>> Begin Task material

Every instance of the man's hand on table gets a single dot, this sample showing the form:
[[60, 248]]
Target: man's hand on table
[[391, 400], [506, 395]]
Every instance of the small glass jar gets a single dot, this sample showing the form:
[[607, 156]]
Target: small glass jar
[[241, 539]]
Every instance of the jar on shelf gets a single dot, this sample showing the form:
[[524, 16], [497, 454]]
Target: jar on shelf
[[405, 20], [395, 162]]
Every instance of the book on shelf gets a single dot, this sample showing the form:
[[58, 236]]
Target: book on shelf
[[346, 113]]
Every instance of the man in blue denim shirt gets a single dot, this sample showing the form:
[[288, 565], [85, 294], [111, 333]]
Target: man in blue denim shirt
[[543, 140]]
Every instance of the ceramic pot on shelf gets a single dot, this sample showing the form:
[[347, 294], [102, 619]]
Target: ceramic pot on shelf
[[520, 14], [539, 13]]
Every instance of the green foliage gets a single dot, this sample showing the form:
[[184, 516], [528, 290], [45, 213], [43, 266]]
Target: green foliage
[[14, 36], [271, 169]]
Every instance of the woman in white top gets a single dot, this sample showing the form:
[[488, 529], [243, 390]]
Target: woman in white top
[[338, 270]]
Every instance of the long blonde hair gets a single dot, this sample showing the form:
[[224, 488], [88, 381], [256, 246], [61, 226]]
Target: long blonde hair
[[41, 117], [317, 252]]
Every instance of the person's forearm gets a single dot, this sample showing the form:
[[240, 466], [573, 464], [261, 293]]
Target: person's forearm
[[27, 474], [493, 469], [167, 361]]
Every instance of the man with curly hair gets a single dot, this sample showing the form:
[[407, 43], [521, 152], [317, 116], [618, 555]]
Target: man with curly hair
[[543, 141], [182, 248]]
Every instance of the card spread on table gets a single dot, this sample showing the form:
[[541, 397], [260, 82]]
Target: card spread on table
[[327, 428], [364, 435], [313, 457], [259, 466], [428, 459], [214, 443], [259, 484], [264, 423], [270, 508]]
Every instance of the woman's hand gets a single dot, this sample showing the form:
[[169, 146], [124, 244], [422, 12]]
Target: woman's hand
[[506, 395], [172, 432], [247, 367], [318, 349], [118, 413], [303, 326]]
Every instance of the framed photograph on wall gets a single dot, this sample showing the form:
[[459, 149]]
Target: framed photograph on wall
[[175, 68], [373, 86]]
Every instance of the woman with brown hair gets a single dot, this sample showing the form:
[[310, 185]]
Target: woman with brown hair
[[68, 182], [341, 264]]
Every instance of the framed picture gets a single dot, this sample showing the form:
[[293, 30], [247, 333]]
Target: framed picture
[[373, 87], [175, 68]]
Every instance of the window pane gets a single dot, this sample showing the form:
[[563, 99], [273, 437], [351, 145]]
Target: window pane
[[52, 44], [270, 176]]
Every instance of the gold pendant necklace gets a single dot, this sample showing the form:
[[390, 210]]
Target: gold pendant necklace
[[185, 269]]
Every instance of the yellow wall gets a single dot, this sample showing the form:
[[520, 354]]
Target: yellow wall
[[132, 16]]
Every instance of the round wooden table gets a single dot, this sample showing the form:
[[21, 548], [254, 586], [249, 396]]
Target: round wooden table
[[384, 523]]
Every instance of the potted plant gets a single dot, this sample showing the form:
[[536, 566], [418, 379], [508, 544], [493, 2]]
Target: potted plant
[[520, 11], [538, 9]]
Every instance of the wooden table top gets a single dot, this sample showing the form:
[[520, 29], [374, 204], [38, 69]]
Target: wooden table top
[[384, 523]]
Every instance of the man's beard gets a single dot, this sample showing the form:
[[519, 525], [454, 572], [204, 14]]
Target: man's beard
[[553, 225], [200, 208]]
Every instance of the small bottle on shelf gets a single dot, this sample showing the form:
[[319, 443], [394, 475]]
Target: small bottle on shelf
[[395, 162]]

>> End Task material

Directions. Copy all of the rows above line for line, changing nothing.

Exercise answer.
Every instance of the man's hand on table gets a single dot, this sample showing the form:
[[60, 248]]
Target: man's hand on table
[[391, 400], [506, 395]]
Every instance of the small glass jar gets a single dot, this sample showing the form:
[[607, 156]]
Target: small glass jar
[[241, 539]]
Every instance of the jar on shelf gets a single dot, this sample showing the form:
[[524, 16], [497, 454]]
Target: jar on shelf
[[405, 20], [395, 162]]
Every instance of the book on shelf gets a single dot, this sample showing the form:
[[58, 236]]
Target: book on shelf
[[346, 113]]
Every instance of the man in blue denim shirt gets a single dot, this sample showing the form:
[[288, 565], [85, 294], [111, 333]]
Target: man in blue denim shirt
[[543, 140]]
Every instance of the ceramic pot on shelf gets a single dot, this sample showing the form:
[[347, 294], [102, 619]]
Target: ceramic pot on shelf
[[520, 14], [539, 13]]
Every instance of the green foliage gets a single dot, this sample showing the form:
[[184, 516], [528, 290], [45, 213], [43, 266]]
Target: green foliage
[[14, 36], [271, 169]]
Every instance of the woman in white top gets a single dot, this sample showing the form:
[[488, 529], [243, 390]]
Target: woman in white top
[[338, 270]]
Every instance of the long blonde hair gets a single dot, this sample showing the form:
[[224, 488], [88, 381], [256, 246], [61, 226]]
Target: long blonde hair
[[41, 117], [317, 252]]
Every instance of the person's forearm gets a single dot, this sample showing the form:
[[240, 466], [573, 464], [261, 293]]
Target: person's forearm
[[27, 474], [493, 469], [167, 361]]
Every instance of the man with curly hair gets a single dot, this sample showing the form:
[[407, 43], [521, 152], [317, 116], [618, 555]]
Target: man with curly hair
[[543, 141], [182, 248]]
Every instance of the card spread on table gets a single dot, this sample showing the form:
[[541, 397], [260, 82]]
Target: card spread on table
[[327, 428], [364, 435], [313, 457], [259, 466], [428, 459], [214, 443], [259, 484], [264, 423], [270, 508]]
Every instance of the woman's hand gets a single dot, this sample showing the form:
[[169, 146], [124, 244], [422, 12]]
Target: woman's hand
[[506, 395], [172, 432], [247, 367], [318, 349], [118, 413], [303, 326]]
Every instance of the framed photograph on wall gets a single dot, this sample showing the form:
[[459, 149]]
Target: framed photograph on wall
[[175, 68], [373, 86]]
Every instance of the woman with brown hair gets a single dot, this sample showing the form:
[[310, 185]]
Target: woman with brown hair
[[68, 182], [341, 264]]
Every instance of the framed picture gets a single dot, this sample showing the form:
[[293, 30], [247, 333]]
Target: framed picture
[[373, 87], [175, 68]]
Every instance of the window pane gets a single dot, this sample showing the form:
[[563, 99], [273, 437], [351, 145]]
Target: window pane
[[52, 44], [270, 176]]
Every instance of the gold pendant necklace gets a single dot, this sample showing the form:
[[390, 210]]
Target: gold pendant necklace
[[185, 269]]
Every instance of the yellow wall gets a single dot, this sample showing the form:
[[520, 354]]
Target: yellow wall
[[132, 16]]
Every instance of the round wooden table gets a single dot, this sample showing the form:
[[21, 548], [254, 586], [249, 396]]
Target: round wooden table
[[384, 523]]
Every instance of the potted plant gets a single dot, this sample showing the form:
[[536, 566], [418, 379], [508, 544], [493, 2]]
Target: potted plant
[[520, 11], [538, 9]]
Every instance of the wooden table top gets a single dot, this sample showing the form:
[[520, 29], [374, 204], [38, 69]]
Target: wooden table top
[[384, 523]]
Every instance of the man's beard gets a single dot, this sample showing the form:
[[519, 525], [454, 572], [204, 14]]
Target: man's beard
[[553, 225], [200, 208]]
Every instance of the small bottle on shelf gets a single dot, this sample showing the form:
[[319, 443], [394, 475]]
Target: small bottle on shelf
[[395, 162]]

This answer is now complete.